▶ [Given instruction]: Starting at the line that contains "the tree in the photo above.", copy each line through the end of the listing below. Include both ends and output nothing more.

#### Stored records ####

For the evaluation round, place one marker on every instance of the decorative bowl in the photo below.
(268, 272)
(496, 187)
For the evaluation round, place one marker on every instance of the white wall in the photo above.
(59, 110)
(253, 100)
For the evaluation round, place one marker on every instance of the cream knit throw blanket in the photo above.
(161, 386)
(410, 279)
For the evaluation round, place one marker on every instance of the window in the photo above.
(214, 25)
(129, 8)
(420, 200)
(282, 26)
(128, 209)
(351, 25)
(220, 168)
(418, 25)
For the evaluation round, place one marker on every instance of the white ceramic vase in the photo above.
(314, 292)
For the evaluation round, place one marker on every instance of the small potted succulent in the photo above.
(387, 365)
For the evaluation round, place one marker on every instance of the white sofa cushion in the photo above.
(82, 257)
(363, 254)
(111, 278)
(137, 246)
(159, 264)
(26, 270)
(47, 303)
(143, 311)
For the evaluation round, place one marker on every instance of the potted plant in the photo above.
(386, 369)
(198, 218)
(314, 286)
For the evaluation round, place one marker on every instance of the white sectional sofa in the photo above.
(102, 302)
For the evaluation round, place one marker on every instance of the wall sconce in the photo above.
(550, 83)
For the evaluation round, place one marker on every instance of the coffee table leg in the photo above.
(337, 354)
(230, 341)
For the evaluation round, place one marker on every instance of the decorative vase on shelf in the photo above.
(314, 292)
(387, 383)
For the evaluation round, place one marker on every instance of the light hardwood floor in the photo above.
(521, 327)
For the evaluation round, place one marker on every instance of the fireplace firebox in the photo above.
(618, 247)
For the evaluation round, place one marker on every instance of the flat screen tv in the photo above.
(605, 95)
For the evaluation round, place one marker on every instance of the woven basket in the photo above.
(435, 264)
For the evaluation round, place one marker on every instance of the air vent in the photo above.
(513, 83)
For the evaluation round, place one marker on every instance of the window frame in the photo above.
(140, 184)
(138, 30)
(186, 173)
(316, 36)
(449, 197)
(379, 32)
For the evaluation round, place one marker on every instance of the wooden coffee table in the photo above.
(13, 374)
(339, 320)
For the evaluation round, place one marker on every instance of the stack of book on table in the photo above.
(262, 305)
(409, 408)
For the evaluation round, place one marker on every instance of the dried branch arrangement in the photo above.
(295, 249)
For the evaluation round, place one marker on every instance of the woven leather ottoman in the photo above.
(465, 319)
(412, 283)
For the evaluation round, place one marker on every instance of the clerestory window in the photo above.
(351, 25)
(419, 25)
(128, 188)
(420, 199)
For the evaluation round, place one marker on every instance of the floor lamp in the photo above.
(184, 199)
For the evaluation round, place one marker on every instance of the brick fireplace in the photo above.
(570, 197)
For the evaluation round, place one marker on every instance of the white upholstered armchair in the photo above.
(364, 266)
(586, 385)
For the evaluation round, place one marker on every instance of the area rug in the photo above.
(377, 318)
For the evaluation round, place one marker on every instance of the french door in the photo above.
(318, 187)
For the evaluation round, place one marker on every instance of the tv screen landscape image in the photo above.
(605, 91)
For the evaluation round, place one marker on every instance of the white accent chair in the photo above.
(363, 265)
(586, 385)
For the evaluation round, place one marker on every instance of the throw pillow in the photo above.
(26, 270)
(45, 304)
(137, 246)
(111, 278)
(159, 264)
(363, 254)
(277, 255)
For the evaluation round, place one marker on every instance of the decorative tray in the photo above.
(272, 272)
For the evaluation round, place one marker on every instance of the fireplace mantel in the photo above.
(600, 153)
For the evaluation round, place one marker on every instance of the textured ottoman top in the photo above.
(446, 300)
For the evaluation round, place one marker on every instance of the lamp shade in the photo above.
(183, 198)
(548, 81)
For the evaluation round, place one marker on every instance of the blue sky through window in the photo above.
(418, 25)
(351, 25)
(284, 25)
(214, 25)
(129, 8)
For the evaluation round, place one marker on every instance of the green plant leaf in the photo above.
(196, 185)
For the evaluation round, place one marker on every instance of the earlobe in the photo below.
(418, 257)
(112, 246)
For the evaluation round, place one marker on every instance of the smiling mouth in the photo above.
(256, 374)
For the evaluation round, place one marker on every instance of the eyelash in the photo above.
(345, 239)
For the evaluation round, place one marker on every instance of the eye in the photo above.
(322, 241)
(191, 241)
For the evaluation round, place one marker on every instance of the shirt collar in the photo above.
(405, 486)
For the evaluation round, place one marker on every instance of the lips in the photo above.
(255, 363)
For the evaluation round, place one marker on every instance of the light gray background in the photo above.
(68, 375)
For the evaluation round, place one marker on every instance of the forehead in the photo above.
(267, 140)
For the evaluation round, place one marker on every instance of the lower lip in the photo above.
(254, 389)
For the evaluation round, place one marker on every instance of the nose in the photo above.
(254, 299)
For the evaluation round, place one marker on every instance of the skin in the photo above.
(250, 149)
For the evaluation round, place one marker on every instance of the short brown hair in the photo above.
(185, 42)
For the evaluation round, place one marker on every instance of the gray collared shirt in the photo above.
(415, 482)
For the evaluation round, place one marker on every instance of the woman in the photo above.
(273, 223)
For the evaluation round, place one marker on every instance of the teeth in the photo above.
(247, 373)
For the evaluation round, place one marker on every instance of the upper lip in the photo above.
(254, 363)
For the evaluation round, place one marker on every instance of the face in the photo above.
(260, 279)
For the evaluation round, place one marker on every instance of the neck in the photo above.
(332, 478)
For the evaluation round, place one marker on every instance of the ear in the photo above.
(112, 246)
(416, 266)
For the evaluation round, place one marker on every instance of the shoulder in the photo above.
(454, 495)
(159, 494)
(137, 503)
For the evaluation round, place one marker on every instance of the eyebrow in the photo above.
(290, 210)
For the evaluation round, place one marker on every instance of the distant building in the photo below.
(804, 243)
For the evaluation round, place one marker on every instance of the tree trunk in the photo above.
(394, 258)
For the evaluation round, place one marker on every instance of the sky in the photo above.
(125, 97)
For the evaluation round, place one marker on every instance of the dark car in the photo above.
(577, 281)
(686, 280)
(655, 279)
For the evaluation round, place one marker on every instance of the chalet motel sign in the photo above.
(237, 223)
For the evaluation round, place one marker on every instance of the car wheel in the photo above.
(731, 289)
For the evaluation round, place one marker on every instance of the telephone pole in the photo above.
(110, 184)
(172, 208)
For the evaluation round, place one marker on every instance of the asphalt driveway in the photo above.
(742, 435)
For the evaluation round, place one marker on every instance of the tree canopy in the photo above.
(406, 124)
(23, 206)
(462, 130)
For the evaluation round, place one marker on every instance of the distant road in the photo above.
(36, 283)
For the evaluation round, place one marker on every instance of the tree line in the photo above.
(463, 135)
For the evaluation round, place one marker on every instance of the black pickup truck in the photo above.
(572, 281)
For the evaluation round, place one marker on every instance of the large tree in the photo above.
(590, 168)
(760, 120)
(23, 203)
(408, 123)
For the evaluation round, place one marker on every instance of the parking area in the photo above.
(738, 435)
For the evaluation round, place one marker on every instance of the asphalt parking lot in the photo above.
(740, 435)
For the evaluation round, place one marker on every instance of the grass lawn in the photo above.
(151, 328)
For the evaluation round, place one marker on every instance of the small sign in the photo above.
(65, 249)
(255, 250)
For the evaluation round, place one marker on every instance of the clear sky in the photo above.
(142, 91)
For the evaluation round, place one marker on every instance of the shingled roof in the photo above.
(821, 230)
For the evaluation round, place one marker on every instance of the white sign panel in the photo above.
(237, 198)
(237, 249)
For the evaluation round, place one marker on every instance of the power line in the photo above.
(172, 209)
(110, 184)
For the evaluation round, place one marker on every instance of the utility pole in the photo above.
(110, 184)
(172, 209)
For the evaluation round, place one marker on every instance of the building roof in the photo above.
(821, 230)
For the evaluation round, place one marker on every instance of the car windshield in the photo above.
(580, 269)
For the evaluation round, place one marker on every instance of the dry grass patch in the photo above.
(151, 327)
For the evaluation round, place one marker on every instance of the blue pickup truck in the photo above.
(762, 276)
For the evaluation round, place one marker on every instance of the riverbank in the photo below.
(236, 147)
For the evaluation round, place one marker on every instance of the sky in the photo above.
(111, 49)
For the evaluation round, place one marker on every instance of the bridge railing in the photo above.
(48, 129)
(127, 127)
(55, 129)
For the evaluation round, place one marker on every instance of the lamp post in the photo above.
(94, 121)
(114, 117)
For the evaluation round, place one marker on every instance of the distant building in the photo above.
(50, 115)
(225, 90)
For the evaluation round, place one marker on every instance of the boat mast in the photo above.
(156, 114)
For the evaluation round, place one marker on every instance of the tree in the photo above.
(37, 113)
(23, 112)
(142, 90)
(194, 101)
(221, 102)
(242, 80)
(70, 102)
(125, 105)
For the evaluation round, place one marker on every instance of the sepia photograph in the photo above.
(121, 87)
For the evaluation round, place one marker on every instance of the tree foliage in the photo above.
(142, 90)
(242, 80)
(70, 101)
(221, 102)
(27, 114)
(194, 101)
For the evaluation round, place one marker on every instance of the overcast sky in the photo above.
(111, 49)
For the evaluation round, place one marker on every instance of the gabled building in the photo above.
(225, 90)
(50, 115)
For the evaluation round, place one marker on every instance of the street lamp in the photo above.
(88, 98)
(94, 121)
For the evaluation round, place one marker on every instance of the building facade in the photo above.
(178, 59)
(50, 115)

####

▶ [Correct answer]:
For the evaluation round, place one marker on every instance of the tree in the photo above.
(37, 113)
(23, 112)
(142, 90)
(194, 101)
(221, 102)
(242, 80)
(70, 102)
(125, 105)
For the evaluation round, place one marker on every instance of the sepia photograph in the photo above.
(121, 87)
For the evaluation round, place one marker on every instance of the tree foliage in the photo above.
(142, 90)
(242, 80)
(70, 101)
(221, 102)
(27, 114)
(194, 101)
For the evaluation round, place one marker on every instance of the overcast sky in the photo above.
(111, 49)
For the evaluation round, place one marker on every instance of the gabled building in the photo above.
(225, 90)
(50, 115)
For the evaluation round, place one marker on every instance of the street lamp in the photo above.
(88, 98)
(94, 121)
For the evaluation round, place one marker on every instance of the building facade in the photo above.
(178, 59)
(50, 115)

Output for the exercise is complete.